● ЗАДАНИЯ:
1 > Объясните по тексту о северной православной топографии, почему монастыри и упраздненные пустыни названы в нем подлинными духовными центрами.
2 > Когда, согласно тексту о северной православной топографии, были упразднены пустыни?

● ТЕКСТ ДОКУМЕНТА:
----
Все это - сооружения большой приходской зоны, раскинувшейся на десятки верст, включившей и освятившей природные и рукотворные объекты сельской округи. Подлинными духовными центрами были монастыри и бывшие, упраздненные в конце XVIII в. но продолжавшие почитаться пустыни - хранилища исторической памяти и святынь каргопольцев, средоточия накопленного за столетия духовно-религиозного опыта. Богатые и ухоженные храмы, отделенные от мира стенами с башнями и святыми воротами, но не закрытые для крестьян и тесно связанные с ними, а также расположенные вне ограды монастырские часовни и кресты создавали особую монастырскую зону, в которой духовно окормлялась значительная часть жителей. Таким образом, северная православная топография предстает в виде пересекающихся между собой больших зон, охватывающих малые зоны и имеющих крупные включения в виде монастырских зон.
----
● ИСХОДНЫЕ МАТЕРИАЛЫ:
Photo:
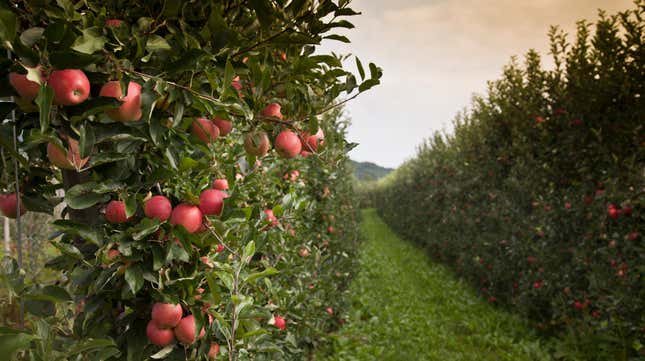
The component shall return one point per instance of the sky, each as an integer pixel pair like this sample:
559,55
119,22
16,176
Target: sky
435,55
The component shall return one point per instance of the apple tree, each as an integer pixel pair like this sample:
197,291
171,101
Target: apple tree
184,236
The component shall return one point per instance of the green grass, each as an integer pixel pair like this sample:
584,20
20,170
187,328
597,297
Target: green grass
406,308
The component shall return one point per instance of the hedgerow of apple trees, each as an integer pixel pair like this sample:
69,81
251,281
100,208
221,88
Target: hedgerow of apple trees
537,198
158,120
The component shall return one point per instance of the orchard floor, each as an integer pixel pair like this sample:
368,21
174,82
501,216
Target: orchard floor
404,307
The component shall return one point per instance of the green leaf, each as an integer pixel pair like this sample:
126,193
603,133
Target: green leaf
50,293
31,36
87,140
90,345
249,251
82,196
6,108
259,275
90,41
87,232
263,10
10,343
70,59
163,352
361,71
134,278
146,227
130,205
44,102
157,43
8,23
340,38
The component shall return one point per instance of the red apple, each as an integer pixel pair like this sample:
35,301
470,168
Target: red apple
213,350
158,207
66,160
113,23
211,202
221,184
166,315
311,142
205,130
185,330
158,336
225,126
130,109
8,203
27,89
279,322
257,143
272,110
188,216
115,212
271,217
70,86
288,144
----
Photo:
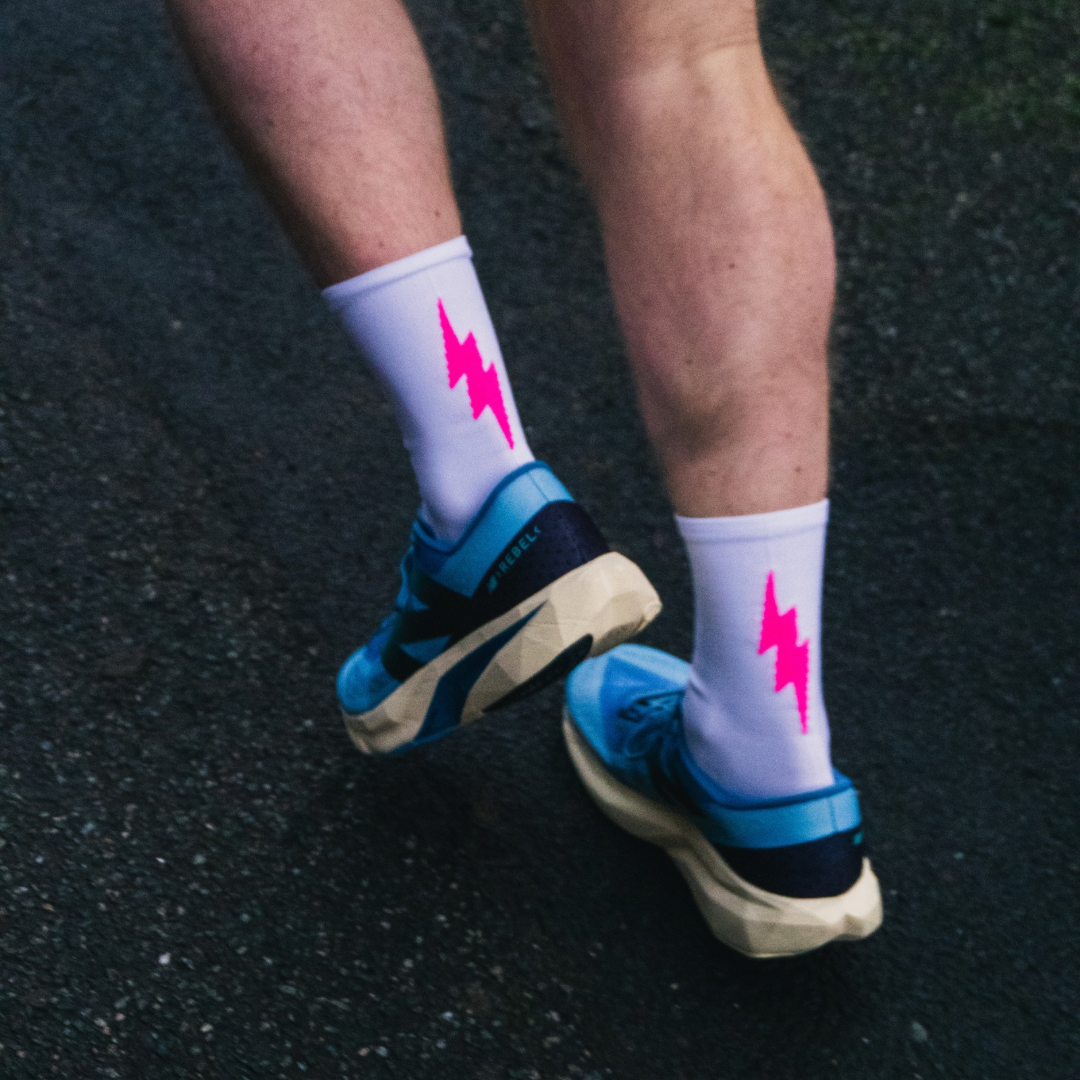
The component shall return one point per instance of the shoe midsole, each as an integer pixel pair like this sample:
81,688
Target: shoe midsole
----
● ОТВЕТЫ К ЗАДАНИЯМ:
1 > Монастыри и пустыни были хранилищами исторической памяти и святынь каргопольцев. В них сосредоточился духовно-религиозный опыт, накопленный за столетия.

2 > В конце XVIII века.